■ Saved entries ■
_____

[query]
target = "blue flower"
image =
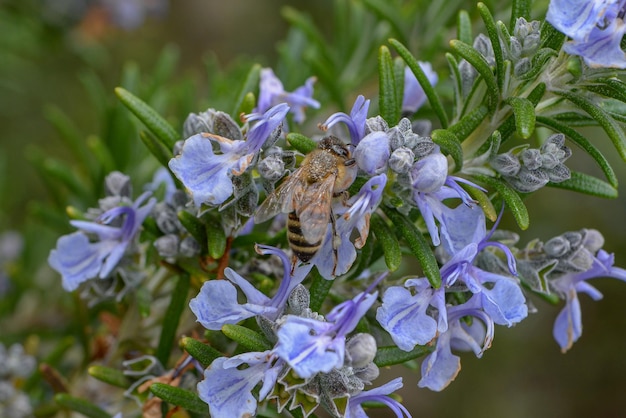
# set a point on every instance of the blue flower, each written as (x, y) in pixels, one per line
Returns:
(568, 325)
(414, 96)
(596, 28)
(311, 346)
(431, 186)
(78, 259)
(413, 319)
(355, 121)
(217, 303)
(163, 177)
(207, 175)
(501, 296)
(227, 388)
(440, 367)
(272, 92)
(335, 256)
(379, 395)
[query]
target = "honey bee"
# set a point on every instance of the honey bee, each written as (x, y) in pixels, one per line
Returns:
(307, 194)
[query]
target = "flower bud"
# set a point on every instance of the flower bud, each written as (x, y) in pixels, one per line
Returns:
(592, 240)
(376, 124)
(422, 146)
(189, 247)
(559, 173)
(557, 247)
(531, 158)
(430, 173)
(299, 300)
(528, 180)
(401, 160)
(272, 167)
(396, 138)
(197, 123)
(372, 153)
(118, 184)
(506, 164)
(166, 218)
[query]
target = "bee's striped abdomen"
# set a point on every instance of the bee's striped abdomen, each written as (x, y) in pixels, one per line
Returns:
(303, 249)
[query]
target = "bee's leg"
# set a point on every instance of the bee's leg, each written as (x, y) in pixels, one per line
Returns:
(336, 240)
(294, 261)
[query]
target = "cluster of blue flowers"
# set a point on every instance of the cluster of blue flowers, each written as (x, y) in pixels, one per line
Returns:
(315, 359)
(15, 365)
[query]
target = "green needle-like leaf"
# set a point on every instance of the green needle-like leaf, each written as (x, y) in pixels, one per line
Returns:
(450, 145)
(386, 11)
(389, 356)
(81, 406)
(417, 244)
(319, 290)
(204, 353)
(180, 397)
(464, 28)
(301, 143)
(153, 121)
(388, 241)
(520, 8)
(463, 128)
(387, 97)
(109, 375)
(430, 92)
(475, 58)
(550, 37)
(610, 87)
(194, 226)
(250, 85)
(584, 183)
(177, 305)
(524, 112)
(492, 32)
(156, 148)
(249, 339)
(610, 126)
(510, 197)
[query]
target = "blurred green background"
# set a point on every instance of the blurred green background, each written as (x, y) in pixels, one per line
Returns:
(49, 48)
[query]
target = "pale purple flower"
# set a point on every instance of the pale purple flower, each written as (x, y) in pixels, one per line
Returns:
(380, 395)
(568, 325)
(596, 28)
(414, 96)
(355, 122)
(431, 186)
(311, 346)
(413, 318)
(206, 175)
(501, 296)
(217, 303)
(272, 93)
(78, 259)
(335, 256)
(441, 367)
(227, 388)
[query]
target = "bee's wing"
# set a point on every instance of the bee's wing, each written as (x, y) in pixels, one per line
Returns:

_____

Every record must be transcribed faithfully, with no picture carried over.

[query]
target = "blue flower"
image =
# set a point on every instance of the blue flower, each written as (x, y) in pixels, one per line
Returns:
(568, 325)
(414, 96)
(596, 28)
(311, 346)
(431, 186)
(78, 259)
(413, 319)
(355, 121)
(217, 303)
(163, 177)
(207, 175)
(501, 296)
(227, 388)
(440, 367)
(272, 92)
(335, 256)
(379, 395)
[query]
target = "honey bee"
# set a point on every instance of the honey bee, each written as (x, y) in pixels, one per line
Returns:
(307, 194)
[query]
target = "flower bud"
# set a point on every instance of the flower bud, each written as (x, y) in pixels, one per line
Returns:
(592, 240)
(376, 124)
(422, 146)
(189, 247)
(559, 173)
(557, 247)
(531, 158)
(430, 173)
(299, 300)
(528, 180)
(401, 160)
(272, 167)
(396, 138)
(197, 123)
(372, 153)
(118, 184)
(506, 164)
(166, 218)
[query]
target = "bee's striped abdomen"
# set a point on every instance of the bee's striped abdomen, each written as (x, y) in pixels, one per line
Returns:
(303, 249)
[query]
target = "bee's leg"
# set a point on every instance of the bee's leg, each written as (x, y) in pixels, one per line
Returns:
(336, 240)
(294, 261)
[query]
target = "cluster of blue flowers"
# set a point on every instance of the cluster of blue flowers, each written as (x, y) in pixels, one per line
Returns:
(315, 359)
(15, 365)
[query]
target = "green needle-like leaf"
# set a point on every instance of the green needle-like leaf, each written as (x, y) in pixels, one per line
Returns:
(450, 145)
(386, 11)
(389, 356)
(81, 406)
(417, 244)
(319, 290)
(204, 353)
(180, 397)
(464, 28)
(301, 143)
(153, 121)
(388, 241)
(520, 8)
(463, 128)
(387, 97)
(109, 375)
(430, 92)
(475, 58)
(550, 37)
(610, 87)
(194, 226)
(250, 85)
(584, 183)
(177, 305)
(524, 112)
(492, 32)
(156, 148)
(249, 339)
(610, 126)
(510, 197)
[query]
target = "blurred green background"
# set a point on every instance of the blurred green background, each written as (x, y) in pixels, one per line
Returns:
(49, 48)
[query]
target = "pale purple flower"
# set a point on every instance of the pale purple flower, each written as (x, y) in pixels, one per line
Returns:
(380, 395)
(568, 325)
(596, 28)
(414, 96)
(355, 122)
(431, 186)
(311, 346)
(413, 318)
(206, 175)
(501, 296)
(217, 303)
(272, 93)
(78, 259)
(335, 256)
(441, 367)
(227, 388)
[query]
target = "bee's wing"
# set a point on every instance of the bee's wing, each written as (x, y) in pixels, one per line
Returns:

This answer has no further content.